# Request:
Find every line in the records below that contains the word "waterfall" and copy each of those lines. Case counts.

# Data for processing:
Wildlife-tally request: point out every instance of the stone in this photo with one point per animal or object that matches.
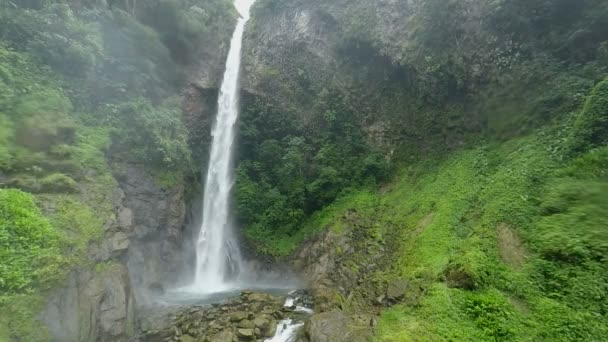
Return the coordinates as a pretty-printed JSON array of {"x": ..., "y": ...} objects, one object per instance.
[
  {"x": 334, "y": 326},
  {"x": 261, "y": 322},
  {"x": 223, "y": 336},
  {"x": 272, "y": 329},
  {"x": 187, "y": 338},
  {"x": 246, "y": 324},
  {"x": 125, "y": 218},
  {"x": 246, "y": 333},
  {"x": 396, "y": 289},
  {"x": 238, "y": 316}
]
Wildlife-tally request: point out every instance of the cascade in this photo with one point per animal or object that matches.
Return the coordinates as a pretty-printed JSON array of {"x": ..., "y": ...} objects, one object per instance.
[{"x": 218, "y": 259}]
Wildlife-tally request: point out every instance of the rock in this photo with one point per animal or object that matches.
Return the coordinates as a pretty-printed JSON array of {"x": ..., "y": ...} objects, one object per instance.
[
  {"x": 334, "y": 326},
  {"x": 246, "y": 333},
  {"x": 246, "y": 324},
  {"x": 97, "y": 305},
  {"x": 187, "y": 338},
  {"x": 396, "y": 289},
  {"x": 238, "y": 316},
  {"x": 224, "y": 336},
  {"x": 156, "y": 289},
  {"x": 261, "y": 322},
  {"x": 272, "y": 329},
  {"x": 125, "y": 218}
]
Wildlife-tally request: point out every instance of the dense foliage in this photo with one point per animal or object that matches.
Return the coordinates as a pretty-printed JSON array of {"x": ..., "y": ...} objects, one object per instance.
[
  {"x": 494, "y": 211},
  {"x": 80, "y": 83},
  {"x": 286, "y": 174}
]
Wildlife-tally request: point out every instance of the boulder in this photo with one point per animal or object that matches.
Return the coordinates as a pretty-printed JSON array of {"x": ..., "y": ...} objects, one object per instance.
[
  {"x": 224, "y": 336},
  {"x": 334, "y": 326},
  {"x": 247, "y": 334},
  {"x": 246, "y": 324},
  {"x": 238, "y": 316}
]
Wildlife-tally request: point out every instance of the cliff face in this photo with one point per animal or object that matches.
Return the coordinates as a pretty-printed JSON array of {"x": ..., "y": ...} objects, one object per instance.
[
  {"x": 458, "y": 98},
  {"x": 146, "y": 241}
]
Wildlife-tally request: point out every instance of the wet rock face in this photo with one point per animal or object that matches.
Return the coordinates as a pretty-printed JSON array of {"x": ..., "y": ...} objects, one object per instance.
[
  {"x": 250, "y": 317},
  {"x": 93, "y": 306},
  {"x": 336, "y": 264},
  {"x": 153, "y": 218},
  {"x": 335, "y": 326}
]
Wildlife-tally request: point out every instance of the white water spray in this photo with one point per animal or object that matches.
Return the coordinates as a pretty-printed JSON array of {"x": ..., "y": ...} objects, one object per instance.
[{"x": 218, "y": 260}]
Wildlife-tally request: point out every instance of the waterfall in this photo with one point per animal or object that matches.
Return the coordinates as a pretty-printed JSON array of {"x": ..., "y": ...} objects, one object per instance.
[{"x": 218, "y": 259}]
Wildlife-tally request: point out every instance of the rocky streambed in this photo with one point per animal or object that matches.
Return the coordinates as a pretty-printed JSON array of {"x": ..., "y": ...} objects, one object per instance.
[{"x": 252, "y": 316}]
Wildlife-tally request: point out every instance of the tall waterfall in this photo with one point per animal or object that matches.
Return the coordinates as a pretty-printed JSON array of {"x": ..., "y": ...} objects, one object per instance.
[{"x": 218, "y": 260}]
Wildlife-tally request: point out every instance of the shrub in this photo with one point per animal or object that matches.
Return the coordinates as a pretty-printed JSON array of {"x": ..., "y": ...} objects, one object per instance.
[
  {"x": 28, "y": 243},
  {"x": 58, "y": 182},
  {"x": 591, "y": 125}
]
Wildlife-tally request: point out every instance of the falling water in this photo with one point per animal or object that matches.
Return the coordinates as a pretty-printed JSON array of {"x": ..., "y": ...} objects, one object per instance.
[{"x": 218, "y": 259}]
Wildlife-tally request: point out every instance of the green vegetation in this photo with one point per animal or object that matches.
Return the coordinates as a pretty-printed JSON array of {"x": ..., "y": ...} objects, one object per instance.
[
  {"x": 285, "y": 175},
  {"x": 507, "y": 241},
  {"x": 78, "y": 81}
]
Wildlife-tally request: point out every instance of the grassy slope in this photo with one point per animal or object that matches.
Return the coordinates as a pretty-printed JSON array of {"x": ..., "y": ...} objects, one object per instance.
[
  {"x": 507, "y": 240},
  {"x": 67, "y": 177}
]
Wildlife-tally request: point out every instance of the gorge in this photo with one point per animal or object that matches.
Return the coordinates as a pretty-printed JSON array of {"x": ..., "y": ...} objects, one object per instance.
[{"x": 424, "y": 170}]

--

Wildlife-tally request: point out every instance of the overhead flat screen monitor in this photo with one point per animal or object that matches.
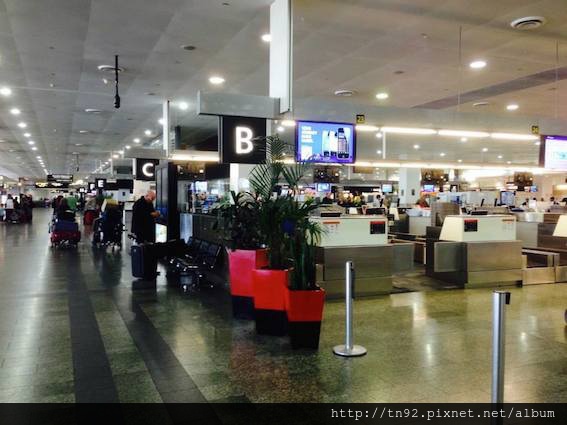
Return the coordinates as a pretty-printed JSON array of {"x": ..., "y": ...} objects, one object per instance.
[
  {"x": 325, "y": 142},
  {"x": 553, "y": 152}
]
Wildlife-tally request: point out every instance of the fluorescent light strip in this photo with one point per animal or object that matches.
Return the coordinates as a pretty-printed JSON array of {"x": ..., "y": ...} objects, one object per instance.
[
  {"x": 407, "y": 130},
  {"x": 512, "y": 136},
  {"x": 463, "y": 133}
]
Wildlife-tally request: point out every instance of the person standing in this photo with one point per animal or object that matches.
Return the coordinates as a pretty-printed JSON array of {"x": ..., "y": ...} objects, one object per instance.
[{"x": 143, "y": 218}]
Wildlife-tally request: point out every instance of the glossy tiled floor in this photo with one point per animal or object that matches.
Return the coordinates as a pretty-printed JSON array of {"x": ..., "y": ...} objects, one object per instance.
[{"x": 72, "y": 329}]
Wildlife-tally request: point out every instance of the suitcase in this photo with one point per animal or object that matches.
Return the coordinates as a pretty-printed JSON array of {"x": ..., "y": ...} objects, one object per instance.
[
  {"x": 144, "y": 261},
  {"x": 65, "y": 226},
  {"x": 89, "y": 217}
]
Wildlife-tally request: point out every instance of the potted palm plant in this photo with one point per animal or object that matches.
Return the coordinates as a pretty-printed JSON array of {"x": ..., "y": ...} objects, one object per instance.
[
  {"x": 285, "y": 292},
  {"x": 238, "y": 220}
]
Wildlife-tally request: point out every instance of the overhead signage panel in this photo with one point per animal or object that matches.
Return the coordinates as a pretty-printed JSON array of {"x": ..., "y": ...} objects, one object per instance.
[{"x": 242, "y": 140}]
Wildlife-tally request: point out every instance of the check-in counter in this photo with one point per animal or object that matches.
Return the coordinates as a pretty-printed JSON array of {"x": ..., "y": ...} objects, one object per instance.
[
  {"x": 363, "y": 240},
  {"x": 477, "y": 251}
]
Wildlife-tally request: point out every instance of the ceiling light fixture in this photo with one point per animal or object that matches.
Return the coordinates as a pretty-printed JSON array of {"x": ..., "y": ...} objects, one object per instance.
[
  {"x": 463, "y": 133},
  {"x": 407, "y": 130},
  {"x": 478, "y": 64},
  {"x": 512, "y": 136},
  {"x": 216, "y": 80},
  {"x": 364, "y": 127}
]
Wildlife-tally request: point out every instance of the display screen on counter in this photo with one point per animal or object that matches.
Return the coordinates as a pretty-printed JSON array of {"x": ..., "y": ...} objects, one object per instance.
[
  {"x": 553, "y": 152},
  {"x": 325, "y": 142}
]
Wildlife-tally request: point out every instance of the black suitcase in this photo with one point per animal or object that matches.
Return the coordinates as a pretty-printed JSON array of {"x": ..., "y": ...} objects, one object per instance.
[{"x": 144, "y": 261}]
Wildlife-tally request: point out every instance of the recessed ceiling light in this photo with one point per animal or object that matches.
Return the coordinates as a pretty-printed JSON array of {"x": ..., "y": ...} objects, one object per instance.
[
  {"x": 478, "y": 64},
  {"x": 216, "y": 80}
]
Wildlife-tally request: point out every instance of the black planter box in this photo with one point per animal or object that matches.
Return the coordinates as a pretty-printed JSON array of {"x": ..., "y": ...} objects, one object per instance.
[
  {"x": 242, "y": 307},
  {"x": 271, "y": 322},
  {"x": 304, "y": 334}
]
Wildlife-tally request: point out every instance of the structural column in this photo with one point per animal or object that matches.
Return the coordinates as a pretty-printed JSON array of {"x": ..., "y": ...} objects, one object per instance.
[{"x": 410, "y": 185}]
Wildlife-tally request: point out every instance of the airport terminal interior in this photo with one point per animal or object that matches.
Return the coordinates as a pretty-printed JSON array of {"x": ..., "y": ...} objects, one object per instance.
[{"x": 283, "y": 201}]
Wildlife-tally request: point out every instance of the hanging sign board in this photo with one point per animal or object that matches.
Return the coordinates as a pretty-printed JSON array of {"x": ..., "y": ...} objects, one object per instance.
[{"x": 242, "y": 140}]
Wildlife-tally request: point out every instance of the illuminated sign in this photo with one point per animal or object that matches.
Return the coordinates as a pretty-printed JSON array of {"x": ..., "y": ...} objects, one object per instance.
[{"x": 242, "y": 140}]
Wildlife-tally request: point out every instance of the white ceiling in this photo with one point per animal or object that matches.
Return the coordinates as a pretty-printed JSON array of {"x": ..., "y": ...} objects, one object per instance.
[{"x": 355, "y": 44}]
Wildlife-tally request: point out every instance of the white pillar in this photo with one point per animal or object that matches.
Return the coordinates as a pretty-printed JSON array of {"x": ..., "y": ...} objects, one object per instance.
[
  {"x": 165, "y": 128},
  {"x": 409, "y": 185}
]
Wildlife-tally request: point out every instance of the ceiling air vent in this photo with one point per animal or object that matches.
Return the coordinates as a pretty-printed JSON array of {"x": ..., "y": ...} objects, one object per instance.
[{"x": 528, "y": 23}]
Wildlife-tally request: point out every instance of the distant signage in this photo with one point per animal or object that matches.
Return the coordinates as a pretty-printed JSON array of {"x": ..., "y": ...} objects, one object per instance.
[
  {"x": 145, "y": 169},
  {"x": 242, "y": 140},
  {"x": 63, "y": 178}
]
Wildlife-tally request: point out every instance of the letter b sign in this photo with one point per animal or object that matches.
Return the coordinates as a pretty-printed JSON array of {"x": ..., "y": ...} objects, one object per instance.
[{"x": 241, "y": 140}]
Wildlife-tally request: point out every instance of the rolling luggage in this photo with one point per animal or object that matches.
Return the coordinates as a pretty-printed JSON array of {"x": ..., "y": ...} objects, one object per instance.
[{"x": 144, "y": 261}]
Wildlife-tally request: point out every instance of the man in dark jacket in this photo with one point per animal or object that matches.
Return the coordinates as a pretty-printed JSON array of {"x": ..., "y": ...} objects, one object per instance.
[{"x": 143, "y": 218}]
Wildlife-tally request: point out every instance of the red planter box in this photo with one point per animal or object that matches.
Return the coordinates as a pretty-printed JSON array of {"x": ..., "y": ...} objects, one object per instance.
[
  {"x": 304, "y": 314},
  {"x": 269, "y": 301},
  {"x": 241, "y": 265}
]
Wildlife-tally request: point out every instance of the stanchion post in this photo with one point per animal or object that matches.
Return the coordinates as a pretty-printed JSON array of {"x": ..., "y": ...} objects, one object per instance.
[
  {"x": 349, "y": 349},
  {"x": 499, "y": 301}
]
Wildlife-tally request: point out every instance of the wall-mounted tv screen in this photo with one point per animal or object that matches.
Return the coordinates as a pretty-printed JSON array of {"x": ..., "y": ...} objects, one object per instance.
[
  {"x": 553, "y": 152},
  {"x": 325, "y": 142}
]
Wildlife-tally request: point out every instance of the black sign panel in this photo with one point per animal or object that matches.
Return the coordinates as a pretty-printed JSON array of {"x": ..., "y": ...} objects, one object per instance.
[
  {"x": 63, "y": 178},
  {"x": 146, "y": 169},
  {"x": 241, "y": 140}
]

# Answer to the problem:
Wildlife-tally request: point out every instance of the waterfall in this photo with one point per animal or object that matches.
Wildlife-tally request: point out every instance of the tall waterfall in this photo with one point per animal or object that matches.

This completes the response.